BEGIN Input material
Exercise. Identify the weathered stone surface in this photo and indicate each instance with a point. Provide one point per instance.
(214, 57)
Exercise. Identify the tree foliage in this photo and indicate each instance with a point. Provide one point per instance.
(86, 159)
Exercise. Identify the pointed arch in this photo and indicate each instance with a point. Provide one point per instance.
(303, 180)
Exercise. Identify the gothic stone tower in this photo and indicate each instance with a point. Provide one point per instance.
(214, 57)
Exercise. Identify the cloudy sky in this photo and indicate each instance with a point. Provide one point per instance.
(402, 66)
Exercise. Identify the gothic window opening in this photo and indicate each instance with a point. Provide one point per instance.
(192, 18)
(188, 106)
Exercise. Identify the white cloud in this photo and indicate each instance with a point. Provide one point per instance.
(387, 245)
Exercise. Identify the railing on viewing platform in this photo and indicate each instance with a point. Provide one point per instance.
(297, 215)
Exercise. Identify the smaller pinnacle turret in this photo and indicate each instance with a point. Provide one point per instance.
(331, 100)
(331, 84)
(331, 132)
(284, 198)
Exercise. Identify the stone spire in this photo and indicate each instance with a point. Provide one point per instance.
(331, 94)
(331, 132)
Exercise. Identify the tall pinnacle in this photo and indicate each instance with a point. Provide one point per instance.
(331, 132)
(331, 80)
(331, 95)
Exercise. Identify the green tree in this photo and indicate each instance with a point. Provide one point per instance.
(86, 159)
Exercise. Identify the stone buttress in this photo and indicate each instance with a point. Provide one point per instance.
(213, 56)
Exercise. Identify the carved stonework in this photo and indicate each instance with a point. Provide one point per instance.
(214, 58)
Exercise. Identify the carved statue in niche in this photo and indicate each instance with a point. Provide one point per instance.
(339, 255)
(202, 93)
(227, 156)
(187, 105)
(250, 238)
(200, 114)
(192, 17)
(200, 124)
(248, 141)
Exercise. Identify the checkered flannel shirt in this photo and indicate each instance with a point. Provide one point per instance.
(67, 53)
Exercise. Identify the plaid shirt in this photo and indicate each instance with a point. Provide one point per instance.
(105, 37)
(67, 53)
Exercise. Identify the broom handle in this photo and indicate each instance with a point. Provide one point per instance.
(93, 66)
END Input material
### Work task
Make an exact copy of the listing, including every line.

### Response to this exercise
Exercise. Identify the weathered stone surface in this photo and indicate each instance with a point. Provide one point per instance.
(214, 57)
Exercise. Identify the tree foliage in this photo and indicate each instance with a point. Provide one point per instance.
(86, 159)
Exercise. Identify the pointed arch in this photo and indicate each instance with a point. Provide one point per instance.
(303, 180)
Exercise. Identify the gothic stone tower in this photo and indicate each instance with a point. Provide one point per instance.
(214, 57)
Exercise. Identify the cloudy sky in this photo and indicate each instance with a point. Provide one point per instance.
(402, 66)
Exercise. Identify the gothic window opening in this photo and indicate each instance with a point. Provide one point per instance.
(192, 18)
(188, 106)
Exercise. Identify the white cloud in this photo and indicate each instance with a point. Provide one point per instance.
(387, 245)
Exercise. Identify the railing on viewing platform in this photo and indicate each instance with a point. Provide one point per instance.
(297, 215)
Exercise. Identify the smaller pinnacle turret in this photo and indicate each instance with a point. Provide one point per instance.
(331, 100)
(331, 84)
(331, 132)
(284, 198)
Exercise. Identify the stone spire in this photo and indicate each instance with a point. Provide one point per instance.
(331, 94)
(331, 132)
Exercise. Identify the tall pinnacle in this photo and indicate each instance with a point. Provide one point per instance.
(331, 132)
(331, 80)
(331, 95)
Exercise. Identify the green tree in this photo and indicate each instance with a point. Provide one point per instance.
(86, 159)
Exercise. Identify the stone buttress in this photo and indicate each instance with a point. Provide one point per instance.
(213, 56)
Exercise. Identify the carved stonework in this photo and indicate each instance with a point. Provide one point per instance.
(214, 58)
Exercise. Identify the carved statue in niche in this photo and indicate each instance with a point. Provide one point per instance.
(339, 255)
(202, 93)
(227, 156)
(187, 105)
(250, 238)
(200, 114)
(192, 17)
(200, 124)
(248, 141)
Exercise. Identify the checkered flannel shirt in this photo and indicate each instance with a point. Provide one point per instance.
(67, 53)
Exercise. Identify the plaid shirt in this photo and indicate each instance with a point. Provide one point per instance.
(105, 37)
(67, 53)
Exercise. Identify the broom handle in this photo and indicate each instance with a point. Provide one point per instance.
(93, 66)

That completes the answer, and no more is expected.